Return each line of the data below that contains the string "distant", copied unchanged and in its original order.

- [AVAILABLE RECORDS]
· · · · ·

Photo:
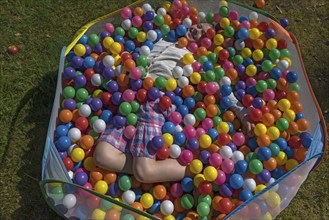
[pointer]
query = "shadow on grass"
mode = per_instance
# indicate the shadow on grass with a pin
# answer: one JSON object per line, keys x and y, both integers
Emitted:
{"x": 40, "y": 100}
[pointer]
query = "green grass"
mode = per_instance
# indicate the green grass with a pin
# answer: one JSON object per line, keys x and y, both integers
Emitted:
{"x": 28, "y": 80}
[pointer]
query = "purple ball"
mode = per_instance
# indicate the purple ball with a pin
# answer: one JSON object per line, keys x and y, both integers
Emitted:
{"x": 81, "y": 178}
{"x": 69, "y": 73}
{"x": 70, "y": 104}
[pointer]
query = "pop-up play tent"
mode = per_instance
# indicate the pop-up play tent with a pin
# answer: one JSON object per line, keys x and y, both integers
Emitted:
{"x": 250, "y": 51}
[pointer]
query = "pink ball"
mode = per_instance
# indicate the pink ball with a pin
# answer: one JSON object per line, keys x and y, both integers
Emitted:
{"x": 199, "y": 132}
{"x": 135, "y": 73}
{"x": 207, "y": 123}
{"x": 186, "y": 157}
{"x": 215, "y": 160}
{"x": 129, "y": 132}
{"x": 126, "y": 13}
{"x": 137, "y": 21}
{"x": 227, "y": 166}
{"x": 221, "y": 177}
{"x": 189, "y": 131}
{"x": 238, "y": 139}
{"x": 109, "y": 27}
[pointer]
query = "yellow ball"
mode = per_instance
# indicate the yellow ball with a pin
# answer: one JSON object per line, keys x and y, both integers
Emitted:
{"x": 147, "y": 200}
{"x": 195, "y": 78}
{"x": 171, "y": 84}
{"x": 218, "y": 39}
{"x": 273, "y": 132}
{"x": 101, "y": 187}
{"x": 188, "y": 59}
{"x": 291, "y": 164}
{"x": 271, "y": 44}
{"x": 78, "y": 154}
{"x": 141, "y": 36}
{"x": 254, "y": 33}
{"x": 205, "y": 141}
{"x": 281, "y": 158}
{"x": 198, "y": 179}
{"x": 273, "y": 199}
{"x": 289, "y": 114}
{"x": 224, "y": 22}
{"x": 107, "y": 42}
{"x": 259, "y": 129}
{"x": 258, "y": 55}
{"x": 223, "y": 127}
{"x": 79, "y": 50}
{"x": 168, "y": 139}
{"x": 251, "y": 70}
{"x": 98, "y": 214}
{"x": 196, "y": 166}
{"x": 210, "y": 173}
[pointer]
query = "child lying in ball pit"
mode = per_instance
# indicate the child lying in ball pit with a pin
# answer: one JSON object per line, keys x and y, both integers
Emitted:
{"x": 135, "y": 156}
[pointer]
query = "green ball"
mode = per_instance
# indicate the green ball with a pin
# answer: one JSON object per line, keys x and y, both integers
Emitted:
{"x": 282, "y": 124}
{"x": 160, "y": 82}
{"x": 267, "y": 66}
{"x": 229, "y": 31}
{"x": 125, "y": 108}
{"x": 187, "y": 201}
{"x": 200, "y": 114}
{"x": 69, "y": 92}
{"x": 131, "y": 119}
{"x": 142, "y": 61}
{"x": 93, "y": 39}
{"x": 158, "y": 20}
{"x": 82, "y": 94}
{"x": 261, "y": 86}
{"x": 133, "y": 32}
{"x": 119, "y": 31}
{"x": 134, "y": 106}
{"x": 209, "y": 76}
{"x": 125, "y": 183}
{"x": 255, "y": 166}
{"x": 203, "y": 209}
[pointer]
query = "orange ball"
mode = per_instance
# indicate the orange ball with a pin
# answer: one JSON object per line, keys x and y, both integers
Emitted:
{"x": 65, "y": 116}
{"x": 148, "y": 83}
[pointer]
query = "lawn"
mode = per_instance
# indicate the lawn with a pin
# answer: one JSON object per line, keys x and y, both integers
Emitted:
{"x": 41, "y": 28}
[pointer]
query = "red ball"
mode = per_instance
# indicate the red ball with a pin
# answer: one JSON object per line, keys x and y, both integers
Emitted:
{"x": 165, "y": 103}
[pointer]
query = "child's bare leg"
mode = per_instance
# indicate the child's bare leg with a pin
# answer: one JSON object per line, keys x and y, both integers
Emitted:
{"x": 108, "y": 157}
{"x": 148, "y": 170}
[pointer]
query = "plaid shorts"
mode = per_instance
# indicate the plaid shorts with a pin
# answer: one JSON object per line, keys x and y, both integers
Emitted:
{"x": 150, "y": 122}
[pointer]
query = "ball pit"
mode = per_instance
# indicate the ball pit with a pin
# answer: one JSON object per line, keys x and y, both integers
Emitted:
{"x": 104, "y": 82}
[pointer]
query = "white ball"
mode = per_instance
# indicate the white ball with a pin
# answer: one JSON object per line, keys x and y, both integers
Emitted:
{"x": 249, "y": 184}
{"x": 253, "y": 15}
{"x": 145, "y": 51}
{"x": 175, "y": 151}
{"x": 187, "y": 70}
{"x": 167, "y": 207}
{"x": 99, "y": 125}
{"x": 69, "y": 201}
{"x": 187, "y": 22}
{"x": 129, "y": 197}
{"x": 226, "y": 152}
{"x": 126, "y": 24}
{"x": 84, "y": 110}
{"x": 161, "y": 11}
{"x": 152, "y": 35}
{"x": 225, "y": 80}
{"x": 189, "y": 119}
{"x": 183, "y": 81}
{"x": 74, "y": 134}
{"x": 108, "y": 60}
{"x": 177, "y": 72}
{"x": 237, "y": 155}
{"x": 96, "y": 79}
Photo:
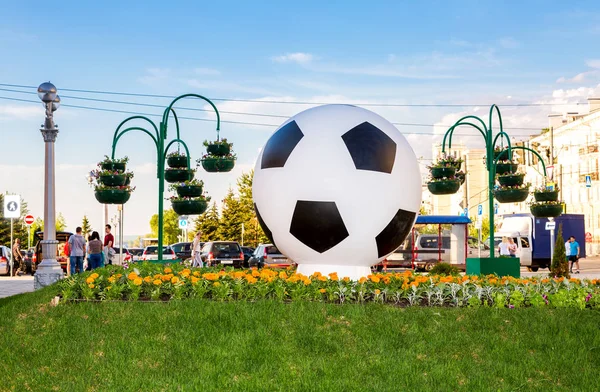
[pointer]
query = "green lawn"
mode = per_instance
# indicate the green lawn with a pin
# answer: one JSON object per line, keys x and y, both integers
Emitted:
{"x": 205, "y": 345}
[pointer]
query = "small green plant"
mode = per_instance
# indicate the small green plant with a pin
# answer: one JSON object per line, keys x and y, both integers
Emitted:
{"x": 560, "y": 266}
{"x": 444, "y": 269}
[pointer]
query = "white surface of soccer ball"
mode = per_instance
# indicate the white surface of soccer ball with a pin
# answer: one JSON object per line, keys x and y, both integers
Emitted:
{"x": 337, "y": 188}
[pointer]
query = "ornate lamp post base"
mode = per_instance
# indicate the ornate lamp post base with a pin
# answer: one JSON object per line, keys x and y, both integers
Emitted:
{"x": 48, "y": 271}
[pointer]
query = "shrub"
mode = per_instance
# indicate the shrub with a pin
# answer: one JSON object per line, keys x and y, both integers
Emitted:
{"x": 444, "y": 269}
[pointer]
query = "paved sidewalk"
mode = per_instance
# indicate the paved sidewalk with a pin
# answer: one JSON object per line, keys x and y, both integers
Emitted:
{"x": 15, "y": 285}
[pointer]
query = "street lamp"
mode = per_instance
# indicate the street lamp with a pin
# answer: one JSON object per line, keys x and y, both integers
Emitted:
{"x": 49, "y": 270}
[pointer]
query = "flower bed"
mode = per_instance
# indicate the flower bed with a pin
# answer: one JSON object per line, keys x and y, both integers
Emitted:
{"x": 148, "y": 281}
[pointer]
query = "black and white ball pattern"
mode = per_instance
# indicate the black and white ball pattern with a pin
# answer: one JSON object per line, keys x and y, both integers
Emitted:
{"x": 337, "y": 186}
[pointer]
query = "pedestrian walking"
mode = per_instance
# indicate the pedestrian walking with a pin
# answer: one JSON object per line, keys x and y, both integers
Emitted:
{"x": 17, "y": 259}
{"x": 77, "y": 246}
{"x": 95, "y": 248}
{"x": 574, "y": 254}
{"x": 512, "y": 247}
{"x": 109, "y": 241}
{"x": 503, "y": 247}
{"x": 196, "y": 248}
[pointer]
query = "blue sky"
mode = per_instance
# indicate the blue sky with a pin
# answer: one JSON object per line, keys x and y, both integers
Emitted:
{"x": 360, "y": 52}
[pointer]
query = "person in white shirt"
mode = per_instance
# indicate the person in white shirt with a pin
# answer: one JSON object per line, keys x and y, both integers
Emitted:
{"x": 503, "y": 248}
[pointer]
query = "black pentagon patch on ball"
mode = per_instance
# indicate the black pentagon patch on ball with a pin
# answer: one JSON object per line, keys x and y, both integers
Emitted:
{"x": 264, "y": 226}
{"x": 395, "y": 232}
{"x": 280, "y": 145}
{"x": 370, "y": 148}
{"x": 318, "y": 225}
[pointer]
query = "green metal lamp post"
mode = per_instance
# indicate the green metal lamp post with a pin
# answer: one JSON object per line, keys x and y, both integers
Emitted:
{"x": 159, "y": 137}
{"x": 491, "y": 161}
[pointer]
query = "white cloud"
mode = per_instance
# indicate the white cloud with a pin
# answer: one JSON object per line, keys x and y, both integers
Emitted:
{"x": 298, "y": 57}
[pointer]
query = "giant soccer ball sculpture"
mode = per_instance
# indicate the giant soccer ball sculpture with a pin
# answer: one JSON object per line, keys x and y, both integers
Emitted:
{"x": 337, "y": 188}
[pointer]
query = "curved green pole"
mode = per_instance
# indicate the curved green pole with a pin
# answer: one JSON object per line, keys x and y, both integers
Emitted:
{"x": 483, "y": 132}
{"x": 169, "y": 109}
{"x": 187, "y": 151}
{"x": 136, "y": 118}
{"x": 450, "y": 131}
{"x": 116, "y": 140}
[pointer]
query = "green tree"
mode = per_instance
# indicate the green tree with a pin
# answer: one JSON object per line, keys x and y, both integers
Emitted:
{"x": 85, "y": 226}
{"x": 20, "y": 229}
{"x": 208, "y": 224}
{"x": 560, "y": 265}
{"x": 171, "y": 228}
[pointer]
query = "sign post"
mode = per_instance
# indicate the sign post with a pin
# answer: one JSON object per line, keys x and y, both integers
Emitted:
{"x": 12, "y": 210}
{"x": 29, "y": 219}
{"x": 551, "y": 225}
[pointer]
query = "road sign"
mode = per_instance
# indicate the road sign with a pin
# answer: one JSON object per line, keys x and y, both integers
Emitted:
{"x": 12, "y": 206}
{"x": 183, "y": 224}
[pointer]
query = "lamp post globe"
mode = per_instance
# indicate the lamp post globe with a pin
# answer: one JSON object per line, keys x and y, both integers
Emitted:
{"x": 47, "y": 92}
{"x": 56, "y": 103}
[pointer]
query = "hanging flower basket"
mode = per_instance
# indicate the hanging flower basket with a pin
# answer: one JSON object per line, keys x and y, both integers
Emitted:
{"x": 545, "y": 195}
{"x": 189, "y": 206}
{"x": 441, "y": 172}
{"x": 214, "y": 164}
{"x": 113, "y": 196}
{"x": 511, "y": 194}
{"x": 546, "y": 209}
{"x": 511, "y": 179}
{"x": 444, "y": 187}
{"x": 177, "y": 161}
{"x": 506, "y": 167}
{"x": 178, "y": 175}
{"x": 461, "y": 176}
{"x": 113, "y": 179}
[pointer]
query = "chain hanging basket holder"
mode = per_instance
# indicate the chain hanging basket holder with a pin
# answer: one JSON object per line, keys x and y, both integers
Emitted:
{"x": 190, "y": 206}
{"x": 219, "y": 157}
{"x": 510, "y": 179}
{"x": 546, "y": 209}
{"x": 515, "y": 194}
{"x": 446, "y": 186}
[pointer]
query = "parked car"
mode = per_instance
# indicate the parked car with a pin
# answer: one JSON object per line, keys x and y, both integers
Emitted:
{"x": 248, "y": 252}
{"x": 4, "y": 260}
{"x": 183, "y": 250}
{"x": 268, "y": 254}
{"x": 62, "y": 237}
{"x": 151, "y": 253}
{"x": 226, "y": 253}
{"x": 136, "y": 253}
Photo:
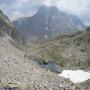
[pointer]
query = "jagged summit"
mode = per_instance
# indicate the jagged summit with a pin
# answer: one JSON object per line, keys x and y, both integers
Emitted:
{"x": 48, "y": 21}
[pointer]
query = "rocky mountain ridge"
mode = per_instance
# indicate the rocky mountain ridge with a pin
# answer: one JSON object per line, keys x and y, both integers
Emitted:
{"x": 48, "y": 22}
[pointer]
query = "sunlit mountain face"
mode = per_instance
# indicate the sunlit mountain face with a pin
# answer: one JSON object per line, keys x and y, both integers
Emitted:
{"x": 44, "y": 45}
{"x": 48, "y": 22}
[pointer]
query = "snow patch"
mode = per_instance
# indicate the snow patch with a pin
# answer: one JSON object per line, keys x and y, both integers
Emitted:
{"x": 76, "y": 76}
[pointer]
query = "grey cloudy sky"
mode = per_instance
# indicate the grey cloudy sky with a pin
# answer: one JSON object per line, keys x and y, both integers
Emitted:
{"x": 19, "y": 8}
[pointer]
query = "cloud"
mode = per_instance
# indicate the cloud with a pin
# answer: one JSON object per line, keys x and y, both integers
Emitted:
{"x": 22, "y": 1}
{"x": 26, "y": 7}
{"x": 16, "y": 14}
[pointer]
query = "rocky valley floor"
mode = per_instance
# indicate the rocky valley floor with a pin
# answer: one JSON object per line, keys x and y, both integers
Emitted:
{"x": 14, "y": 68}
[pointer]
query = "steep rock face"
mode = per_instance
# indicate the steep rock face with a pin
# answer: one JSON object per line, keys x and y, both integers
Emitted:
{"x": 6, "y": 27}
{"x": 48, "y": 22}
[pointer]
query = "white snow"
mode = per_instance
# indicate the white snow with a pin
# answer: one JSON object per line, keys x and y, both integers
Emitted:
{"x": 76, "y": 76}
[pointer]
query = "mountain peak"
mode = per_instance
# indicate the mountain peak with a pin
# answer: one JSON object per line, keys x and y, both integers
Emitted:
{"x": 48, "y": 8}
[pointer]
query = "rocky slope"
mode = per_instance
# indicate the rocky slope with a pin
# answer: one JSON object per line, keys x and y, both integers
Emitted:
{"x": 19, "y": 73}
{"x": 48, "y": 22}
{"x": 69, "y": 51}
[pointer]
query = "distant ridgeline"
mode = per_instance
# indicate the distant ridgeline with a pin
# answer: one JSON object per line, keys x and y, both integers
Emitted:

· · · · ·

- [RESPONSE TO THE TASK]
query = "distant ridgeline"
# indicate the distant ridgeline with a pin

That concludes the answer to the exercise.